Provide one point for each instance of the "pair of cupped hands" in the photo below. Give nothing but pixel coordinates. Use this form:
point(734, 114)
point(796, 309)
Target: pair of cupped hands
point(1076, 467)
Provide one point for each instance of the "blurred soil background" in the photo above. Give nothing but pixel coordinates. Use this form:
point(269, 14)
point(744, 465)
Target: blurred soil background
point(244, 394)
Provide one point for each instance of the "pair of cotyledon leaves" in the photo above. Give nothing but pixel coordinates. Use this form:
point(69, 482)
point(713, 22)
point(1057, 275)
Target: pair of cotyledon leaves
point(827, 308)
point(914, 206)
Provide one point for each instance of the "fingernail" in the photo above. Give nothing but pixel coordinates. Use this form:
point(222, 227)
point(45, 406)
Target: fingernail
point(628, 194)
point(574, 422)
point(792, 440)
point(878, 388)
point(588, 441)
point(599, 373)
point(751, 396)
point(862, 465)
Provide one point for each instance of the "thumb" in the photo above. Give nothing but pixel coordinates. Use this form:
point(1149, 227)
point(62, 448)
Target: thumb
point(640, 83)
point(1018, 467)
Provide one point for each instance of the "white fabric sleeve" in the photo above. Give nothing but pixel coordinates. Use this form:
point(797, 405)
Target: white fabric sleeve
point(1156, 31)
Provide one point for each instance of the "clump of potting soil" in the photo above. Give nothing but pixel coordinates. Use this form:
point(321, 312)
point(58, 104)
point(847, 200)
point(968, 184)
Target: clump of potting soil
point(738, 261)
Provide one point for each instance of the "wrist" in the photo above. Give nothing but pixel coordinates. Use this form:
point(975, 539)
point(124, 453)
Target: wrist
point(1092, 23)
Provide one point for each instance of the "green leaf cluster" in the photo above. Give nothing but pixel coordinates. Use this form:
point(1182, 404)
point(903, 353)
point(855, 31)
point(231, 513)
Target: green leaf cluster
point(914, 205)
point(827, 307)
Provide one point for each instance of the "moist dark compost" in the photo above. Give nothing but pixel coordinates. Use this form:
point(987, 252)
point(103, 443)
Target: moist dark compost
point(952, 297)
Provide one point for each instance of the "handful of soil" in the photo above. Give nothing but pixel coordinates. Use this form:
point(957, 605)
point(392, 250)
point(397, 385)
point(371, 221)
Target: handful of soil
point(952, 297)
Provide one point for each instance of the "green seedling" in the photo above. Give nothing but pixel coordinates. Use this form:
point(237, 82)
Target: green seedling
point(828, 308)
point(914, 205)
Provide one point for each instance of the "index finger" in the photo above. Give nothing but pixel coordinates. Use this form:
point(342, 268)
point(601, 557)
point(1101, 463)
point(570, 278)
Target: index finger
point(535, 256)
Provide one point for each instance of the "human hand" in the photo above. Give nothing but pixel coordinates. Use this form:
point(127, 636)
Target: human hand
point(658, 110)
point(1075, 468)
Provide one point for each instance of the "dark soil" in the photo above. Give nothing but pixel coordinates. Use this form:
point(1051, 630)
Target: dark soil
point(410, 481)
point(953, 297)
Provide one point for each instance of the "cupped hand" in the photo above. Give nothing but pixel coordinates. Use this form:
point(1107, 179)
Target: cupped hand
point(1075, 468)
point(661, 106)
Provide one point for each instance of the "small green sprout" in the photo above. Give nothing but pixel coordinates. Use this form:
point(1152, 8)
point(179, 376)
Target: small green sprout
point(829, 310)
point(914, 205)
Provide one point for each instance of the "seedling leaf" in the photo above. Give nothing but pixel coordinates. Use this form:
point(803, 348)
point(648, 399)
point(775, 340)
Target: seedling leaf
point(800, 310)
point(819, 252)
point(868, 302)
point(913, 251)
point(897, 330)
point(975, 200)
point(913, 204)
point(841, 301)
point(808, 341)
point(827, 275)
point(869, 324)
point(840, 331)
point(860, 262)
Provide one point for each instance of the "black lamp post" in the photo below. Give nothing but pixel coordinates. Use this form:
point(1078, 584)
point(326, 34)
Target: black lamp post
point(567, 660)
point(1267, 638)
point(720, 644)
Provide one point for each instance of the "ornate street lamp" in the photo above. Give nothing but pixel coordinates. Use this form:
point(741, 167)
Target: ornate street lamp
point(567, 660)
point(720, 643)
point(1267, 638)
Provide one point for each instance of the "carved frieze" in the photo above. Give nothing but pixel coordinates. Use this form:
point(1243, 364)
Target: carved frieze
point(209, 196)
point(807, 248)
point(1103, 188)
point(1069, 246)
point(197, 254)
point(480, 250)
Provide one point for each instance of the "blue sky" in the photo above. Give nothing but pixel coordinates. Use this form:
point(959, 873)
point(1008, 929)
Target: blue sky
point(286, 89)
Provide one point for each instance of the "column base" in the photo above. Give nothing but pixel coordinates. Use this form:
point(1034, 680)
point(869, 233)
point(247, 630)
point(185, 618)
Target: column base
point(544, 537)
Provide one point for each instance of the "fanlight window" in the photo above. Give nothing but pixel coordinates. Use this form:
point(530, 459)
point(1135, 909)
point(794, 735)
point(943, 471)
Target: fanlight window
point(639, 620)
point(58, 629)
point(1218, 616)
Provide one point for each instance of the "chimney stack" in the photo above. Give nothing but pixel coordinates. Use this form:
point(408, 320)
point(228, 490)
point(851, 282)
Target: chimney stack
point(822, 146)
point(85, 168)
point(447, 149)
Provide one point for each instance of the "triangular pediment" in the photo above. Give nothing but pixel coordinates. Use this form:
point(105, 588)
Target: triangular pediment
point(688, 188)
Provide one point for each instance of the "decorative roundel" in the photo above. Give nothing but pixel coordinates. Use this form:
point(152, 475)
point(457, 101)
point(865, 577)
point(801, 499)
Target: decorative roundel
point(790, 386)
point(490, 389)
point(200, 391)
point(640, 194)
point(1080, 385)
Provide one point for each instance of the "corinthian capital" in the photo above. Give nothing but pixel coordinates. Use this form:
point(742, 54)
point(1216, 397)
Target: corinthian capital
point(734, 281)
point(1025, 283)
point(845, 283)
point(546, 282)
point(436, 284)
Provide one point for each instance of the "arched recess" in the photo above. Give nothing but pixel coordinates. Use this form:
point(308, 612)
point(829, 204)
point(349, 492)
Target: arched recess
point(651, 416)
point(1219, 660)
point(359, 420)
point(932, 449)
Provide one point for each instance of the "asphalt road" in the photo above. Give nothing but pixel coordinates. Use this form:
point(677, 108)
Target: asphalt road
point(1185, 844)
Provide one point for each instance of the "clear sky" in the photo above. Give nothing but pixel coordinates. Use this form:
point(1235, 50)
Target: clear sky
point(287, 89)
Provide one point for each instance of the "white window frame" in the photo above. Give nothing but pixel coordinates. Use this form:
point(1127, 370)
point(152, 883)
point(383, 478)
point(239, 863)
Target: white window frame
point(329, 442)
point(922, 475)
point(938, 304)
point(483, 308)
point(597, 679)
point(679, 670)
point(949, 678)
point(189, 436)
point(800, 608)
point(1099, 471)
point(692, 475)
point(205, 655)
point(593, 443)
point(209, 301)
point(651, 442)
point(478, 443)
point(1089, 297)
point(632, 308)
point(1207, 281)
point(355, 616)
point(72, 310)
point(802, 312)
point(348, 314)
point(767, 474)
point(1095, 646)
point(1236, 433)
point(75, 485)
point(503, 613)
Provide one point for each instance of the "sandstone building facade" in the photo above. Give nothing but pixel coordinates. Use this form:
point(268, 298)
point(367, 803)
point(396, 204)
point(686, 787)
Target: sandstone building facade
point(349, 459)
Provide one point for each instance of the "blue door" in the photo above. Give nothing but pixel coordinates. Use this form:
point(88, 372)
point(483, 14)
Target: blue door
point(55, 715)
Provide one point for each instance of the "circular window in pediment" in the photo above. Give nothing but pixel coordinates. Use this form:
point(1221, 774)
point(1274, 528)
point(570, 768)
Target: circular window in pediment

════════

Reproduce the full set of records precisely.

Worked answer:
Provide one point for each instance of the "pair of cupped hands" in the photo below. Give nothing but pixel coordinates. Use this form:
point(734, 114)
point(796, 309)
Target: pair of cupped hands
point(1076, 467)
Provide one point for each instance of the "blurred soil background" in the photo above. Give nothing but pixel coordinates. Use this form:
point(269, 14)
point(744, 465)
Target: blurred soil background
point(244, 394)
Provide one point for each instance of the "pair of cotyledon leaves" in the photo above. Give nothing but pixel coordinates. Use this form:
point(69, 482)
point(713, 22)
point(1057, 275)
Target: pair of cotyledon leaves
point(827, 308)
point(914, 206)
Provide one point for each instance of the "fingernail" in the photo above. Give nothing but pixel coordinates. Use this form:
point(222, 227)
point(45, 406)
Target: fingernail
point(628, 194)
point(574, 422)
point(792, 440)
point(878, 388)
point(588, 441)
point(599, 373)
point(751, 396)
point(862, 465)
Provide one point for each instance of the "thumb" in the photo above. Give nothing but pixel coordinates. Use this form:
point(1149, 227)
point(62, 448)
Target: thumb
point(640, 83)
point(1018, 467)
Provide one point for each instance of the "white fabric sleeve" in the photo above. Give nothing but pixel coordinates. Use this form:
point(797, 405)
Target: white fabric sleeve
point(1156, 31)
Provide one point for each instance of the "clump of potting soil" in the photo above. Give nothing but pixel coordinates. Use this form:
point(321, 312)
point(58, 104)
point(847, 200)
point(968, 184)
Target: clump of potting soil
point(738, 261)
Provide one point for each instance of the "wrist" in the photo above. Give nothing but pixel coordinates. Use this form:
point(975, 539)
point(124, 453)
Target: wrist
point(1092, 23)
Provide one point for each instance of the "green leaf cluster" in the photo above. Give nothing but pixel coordinates. Use this form:
point(1182, 404)
point(903, 353)
point(855, 31)
point(231, 513)
Target: green leaf cluster
point(914, 205)
point(827, 307)
Provide one point for each instance of the "moist dark compost" in the photo above. Give nothing but pixel coordinates. Use this form:
point(987, 252)
point(103, 443)
Target: moist dark compost
point(952, 297)
Provide one point for each instance of the "handful of soil" in the photo above. Give nothing but pixel coordinates. Use this form:
point(957, 605)
point(392, 250)
point(397, 385)
point(371, 221)
Target: handful of soil
point(952, 297)
Provide one point for each instance of the "green seedling" in the photo above. Give nothing but pixel coordinates. Use this form:
point(237, 82)
Target: green seedling
point(828, 308)
point(914, 205)
Provide one point for each instance of the "index finger" in the photo above. Give nothing but pixel coordinates. Use this form:
point(342, 268)
point(601, 557)
point(1101, 463)
point(570, 278)
Target: index finger
point(535, 256)
Provide one point for each instance of the "human hand" in the photo above. Give nothing but pixel coordinates. Use this form:
point(127, 636)
Target: human hand
point(658, 110)
point(1075, 468)
Provide one point for each instance of the "dark soil" in the photo above. Give nothing but pixel coordinates. Use this form:
point(1051, 630)
Target: dark soil
point(410, 481)
point(953, 297)
Provide one point for each instance of the "cupped hand" in the photo above. Give nothing but pixel coordinates. Use this form:
point(1107, 179)
Target: cupped hand
point(1075, 468)
point(661, 106)
Provide one point for each instance of the "small green sprout" in the photo above. Give nothing but pixel coordinates. Use this form:
point(1152, 8)
point(179, 376)
Target: small green sprout
point(829, 310)
point(914, 205)
Provide one point for each instance of the "seedling leaf" in the photo above. Give nothing but pixel coordinates. Use this form:
point(803, 348)
point(648, 399)
point(775, 340)
Target: seedling leaf
point(800, 310)
point(819, 252)
point(868, 302)
point(913, 251)
point(897, 330)
point(975, 200)
point(913, 204)
point(841, 301)
point(808, 341)
point(827, 275)
point(869, 324)
point(840, 331)
point(860, 262)
Provide one point for each instance of the "black lamp post" in the photo below. Give nothing but pixel coordinates. Use this form:
point(1078, 584)
point(326, 34)
Target: black lamp post
point(567, 660)
point(1267, 638)
point(720, 644)
Provide one point for each instance of the "ornate street lamp" in the photo above. Give nothing but pixel coordinates. Use this form:
point(741, 167)
Target: ornate street lamp
point(567, 660)
point(720, 643)
point(1267, 638)
Provide one point for each instance of the "carved frieze" in the photo above. Give nothing but pixel coordinates. Use this form:
point(1243, 364)
Target: carved frieze
point(209, 196)
point(807, 248)
point(1103, 188)
point(1069, 246)
point(197, 254)
point(480, 250)
Provide one point for each instance of the "blue sky" in the photo above. Give nothing but pixel coordinates. Use this form:
point(959, 873)
point(1008, 929)
Target: blue sky
point(286, 89)
Provide one point for each instance of the "column base" in the photo above. Give nothing but pixel coordinates. Use this form:
point(1034, 680)
point(869, 233)
point(247, 630)
point(185, 618)
Target: column base
point(544, 537)
Provide one point for each instance of the "fanlight window" in the photo above. Give nothing but pixel coordinates. Use this form:
point(530, 459)
point(1135, 909)
point(794, 735)
point(943, 471)
Target: fanlight window
point(639, 620)
point(58, 629)
point(1218, 616)
Provide one point for each instance of the "chimney stack" in the photo above. Give nothing but pixel coordinates. Use this form:
point(408, 320)
point(228, 490)
point(851, 282)
Target: chimney stack
point(822, 146)
point(85, 168)
point(447, 149)
Provide one point for each instance of the "triangular pediment" in the photo above. Give nothing but pixel coordinates. Use this form:
point(105, 588)
Target: triangular pediment
point(688, 188)
Provide one point for each instance of the "decorative roundel" in the photo above. Give nothing but pixel coordinates. Use this form:
point(152, 475)
point(457, 101)
point(865, 577)
point(801, 499)
Target: decorative roundel
point(790, 386)
point(490, 389)
point(200, 391)
point(640, 194)
point(1080, 385)
Provide one point for each instance of the "corinthian capital" in the photo above. Give nothing but pixel coordinates. Use this form:
point(742, 54)
point(1216, 397)
Target: corinthian capital
point(734, 281)
point(1025, 283)
point(845, 283)
point(546, 282)
point(436, 284)
Provide one point for each instance of the "arched recess" in the photo above. Give nothing but pixel coordinates. Use this form:
point(308, 612)
point(829, 204)
point(349, 492)
Target: arched recess
point(651, 416)
point(1219, 660)
point(359, 420)
point(932, 449)
Provide one point for each instance of the "asphalt road" in the photo above. Give nothing but pixel coordinates. Use this form:
point(677, 108)
Target: asphalt road
point(1185, 844)
Provide one point for each instance of the "clear sky" in the photo above. Give nothing but pixel coordinates. Use this form:
point(1235, 50)
Target: clear sky
point(287, 89)
Provide one point for each instance of the "white window frame" in the photo above. Give nothing but pixel coordinates. Use this form:
point(1127, 370)
point(152, 883)
point(383, 478)
point(239, 863)
Target: white window frame
point(329, 442)
point(922, 475)
point(938, 304)
point(483, 308)
point(597, 679)
point(679, 670)
point(949, 678)
point(189, 436)
point(800, 608)
point(1099, 471)
point(692, 475)
point(205, 655)
point(593, 443)
point(209, 301)
point(651, 442)
point(478, 443)
point(1089, 297)
point(632, 308)
point(1207, 281)
point(355, 616)
point(72, 310)
point(802, 312)
point(348, 314)
point(767, 474)
point(1095, 646)
point(1236, 433)
point(75, 485)
point(503, 613)
Provide one point for each instance of the "sandstone building facade" in the photo above. Give nothing but pixel coordinates. Use this form:
point(268, 298)
point(367, 803)
point(396, 204)
point(686, 787)
Target: sandstone building facade
point(349, 459)
Provide one point for each instance of the "blue door" in the photo above. Give nothing but pixel coordinates. Use this form:
point(88, 372)
point(483, 14)
Target: blue door
point(55, 715)
Provide one point for each instance of the "circular window in pediment" in the photo above. Give nothing but pixel coordinates. Use this form:
point(1221, 774)
point(1274, 528)
point(570, 768)
Target: circular window in pediment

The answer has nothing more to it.